== TEKSTFRAGMENT ==

Verbeelding en werkelijkheid

Op de middelbare school, jaren geleden, hadden we een leerboek voor het vak Nederlands met de mooie titel “Verbeelding en werkelijkheid”. Ik vond – als typische bèta – Nederlands maar een saai vak, maar ik haalde er wel goede cijfers voor (wat zou ik graag mijn opstel voor het eindexamen nog eens terug willen lezen, maar dit terzijde). De titel van het boek schoot me weer te binnen omdat ik om me heen zie dat mensen tegenwoordig problemen hebben die dingen uit elkaar te houden.

Onze hersenen werken met een verbeelding die het gevolg is van de werkelijkheid, maar het niet hetzelfde is als de werkelijkheid. Een onder biologen gangbare theorie over de evolutie van zelfbewustzijn bij de mens gaat als volgt. Het begint met waarnemingen, de sensaties die je ontvangt via je zintuigen. De sensaties van verschillende zintuigen worden in je hersenen met elkaar verbonden tot één afbeelding. Bijvoorbeeld: je ziet een kat, je ruikt haar en je hoort haar, bij elkaar geeft dat een beeld van de kat, dat wordt aangevuld met eerdere sensaties uit je geheugen. Bij het beeld van de kat hoort bijvoorbeeld het gevoel van aaien. Ook al aai je de kat niet op dit moment, je weet wel hoe het voelt en die sensatie wordt gevoegd bij de andere. Bij elkaar heet het dan een perceptie. Die perceptie helpt je om in je hoofd een volledig beeld van de werkelijkheid te vormen, ook al neem je die incompleet waar. Bijvoorbeeld, als je de staart van de kat onder de kast vandaan ziet komen weet je dat het een kat is, ook al zie je haar niet helemaal. Je weet ook direct welk geluid ze maakt en hoe ze aanvoelt.

===

# [OPDRACHT]
Neem alsjeblieft het stuk over verbeelding en werkelijkheid over, beginnend bij "Op de middelbare" en doorlopend tot en met "elkaar te houden.". Verander daarbij "leerboek" in "lesboek".

== GEGEVENS ==

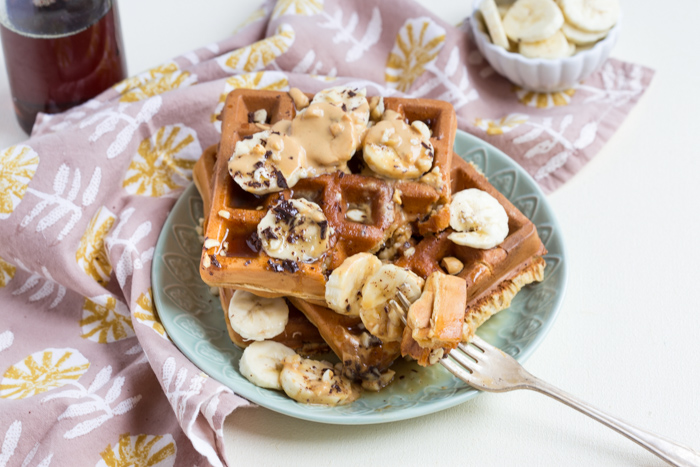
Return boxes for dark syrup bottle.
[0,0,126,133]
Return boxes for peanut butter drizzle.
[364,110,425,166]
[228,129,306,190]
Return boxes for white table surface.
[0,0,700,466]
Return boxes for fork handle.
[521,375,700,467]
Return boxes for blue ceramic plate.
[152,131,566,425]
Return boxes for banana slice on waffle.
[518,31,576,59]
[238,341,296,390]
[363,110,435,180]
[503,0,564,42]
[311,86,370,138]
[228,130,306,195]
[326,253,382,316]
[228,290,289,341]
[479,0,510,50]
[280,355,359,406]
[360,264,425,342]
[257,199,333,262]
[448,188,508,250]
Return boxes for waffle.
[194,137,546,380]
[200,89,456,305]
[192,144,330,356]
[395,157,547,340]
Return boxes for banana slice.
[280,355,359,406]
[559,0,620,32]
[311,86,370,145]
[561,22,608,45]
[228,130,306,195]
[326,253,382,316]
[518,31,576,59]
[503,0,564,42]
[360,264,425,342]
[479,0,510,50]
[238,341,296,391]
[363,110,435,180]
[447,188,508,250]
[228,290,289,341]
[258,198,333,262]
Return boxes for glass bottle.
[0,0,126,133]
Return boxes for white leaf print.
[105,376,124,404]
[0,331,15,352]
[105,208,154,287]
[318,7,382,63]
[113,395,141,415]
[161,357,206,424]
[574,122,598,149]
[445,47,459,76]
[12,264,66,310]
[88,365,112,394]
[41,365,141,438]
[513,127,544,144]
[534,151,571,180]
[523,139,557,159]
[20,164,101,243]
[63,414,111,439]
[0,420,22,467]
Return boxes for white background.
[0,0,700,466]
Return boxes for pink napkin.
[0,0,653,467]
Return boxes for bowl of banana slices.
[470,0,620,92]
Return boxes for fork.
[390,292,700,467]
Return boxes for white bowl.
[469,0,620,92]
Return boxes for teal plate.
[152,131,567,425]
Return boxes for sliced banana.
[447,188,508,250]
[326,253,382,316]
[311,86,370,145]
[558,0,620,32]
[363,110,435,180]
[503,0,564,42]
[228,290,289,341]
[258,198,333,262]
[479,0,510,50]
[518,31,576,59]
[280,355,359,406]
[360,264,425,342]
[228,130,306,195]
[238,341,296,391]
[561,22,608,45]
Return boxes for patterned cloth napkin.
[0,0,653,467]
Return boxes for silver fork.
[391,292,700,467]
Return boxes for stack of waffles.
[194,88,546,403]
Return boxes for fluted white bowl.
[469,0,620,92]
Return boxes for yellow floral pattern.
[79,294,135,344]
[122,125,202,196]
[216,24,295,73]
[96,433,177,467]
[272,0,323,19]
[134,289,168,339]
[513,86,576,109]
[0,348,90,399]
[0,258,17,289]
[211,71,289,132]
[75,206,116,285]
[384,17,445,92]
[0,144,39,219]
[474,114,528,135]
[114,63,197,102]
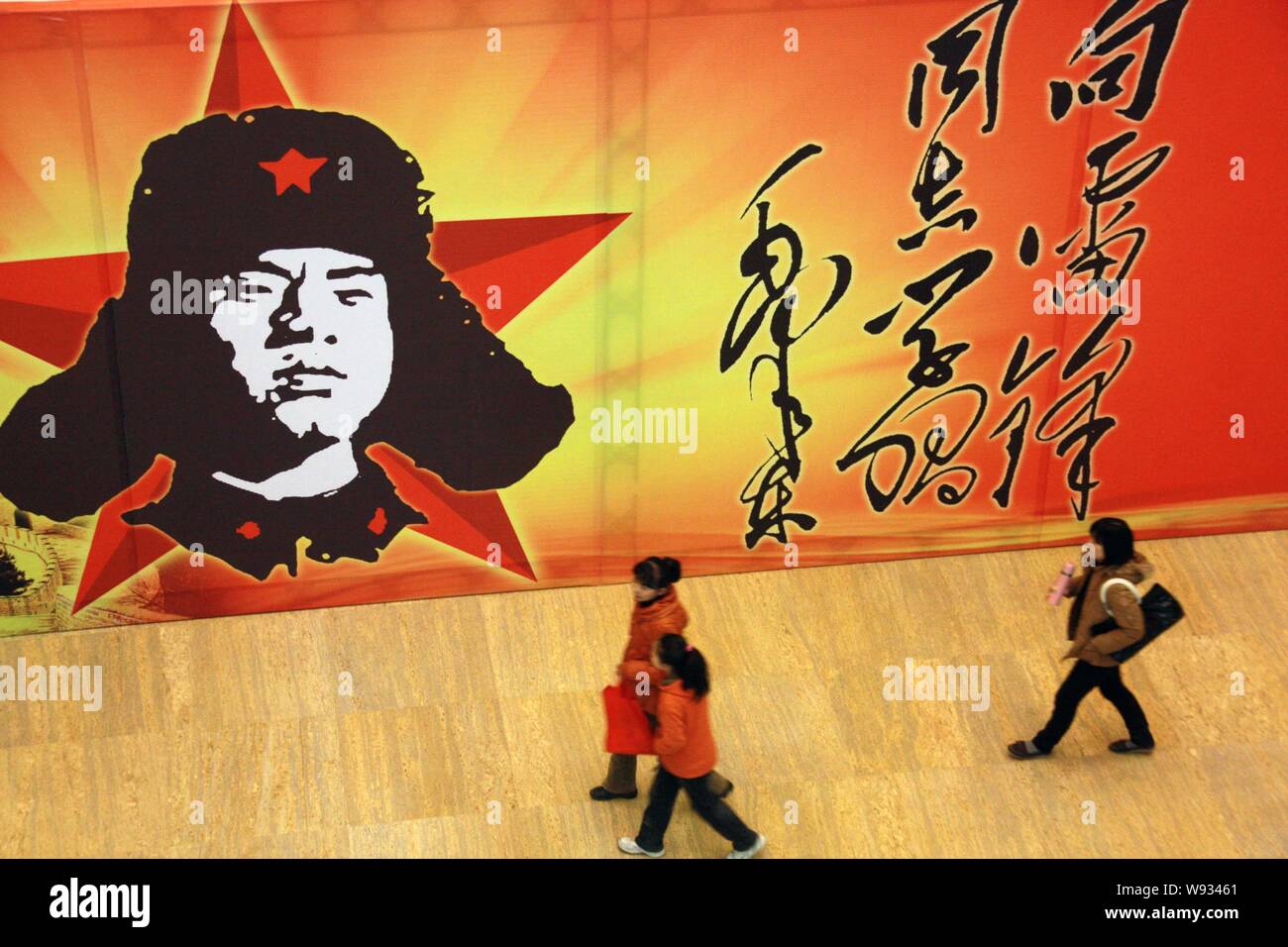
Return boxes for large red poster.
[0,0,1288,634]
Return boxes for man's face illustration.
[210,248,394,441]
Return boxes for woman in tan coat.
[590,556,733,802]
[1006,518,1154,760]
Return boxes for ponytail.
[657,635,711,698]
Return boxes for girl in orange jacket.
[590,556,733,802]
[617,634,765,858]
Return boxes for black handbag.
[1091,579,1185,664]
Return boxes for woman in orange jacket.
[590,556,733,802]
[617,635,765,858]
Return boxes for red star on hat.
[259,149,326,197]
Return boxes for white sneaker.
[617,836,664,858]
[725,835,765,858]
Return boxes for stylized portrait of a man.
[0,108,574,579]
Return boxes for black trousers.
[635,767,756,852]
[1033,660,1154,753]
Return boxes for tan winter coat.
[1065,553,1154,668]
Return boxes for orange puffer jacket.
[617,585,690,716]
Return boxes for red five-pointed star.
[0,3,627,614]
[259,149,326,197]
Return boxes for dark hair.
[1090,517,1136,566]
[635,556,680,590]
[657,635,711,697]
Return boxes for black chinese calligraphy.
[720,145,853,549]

===

# [UITWERKING]
Op de middelbare school, jaren geleden, hadden we een lesboek voor het vak Nederlands met de mooie titel “Verbeelding en werkelijkheid”. Ik vond – als typische bèta – Nederlands maar een saai vak, maar ik haalde er wel goede cijfers voor (wat zou ik graag mijn opstel voor het eindexamen nog eens terug willen lezen, maar dit terzijde). De titel van het boek schoot me weer te binnen omdat ik om me heen zie dat mensen tegenwoordig problemen hebben die dingen uit elkaar te houden.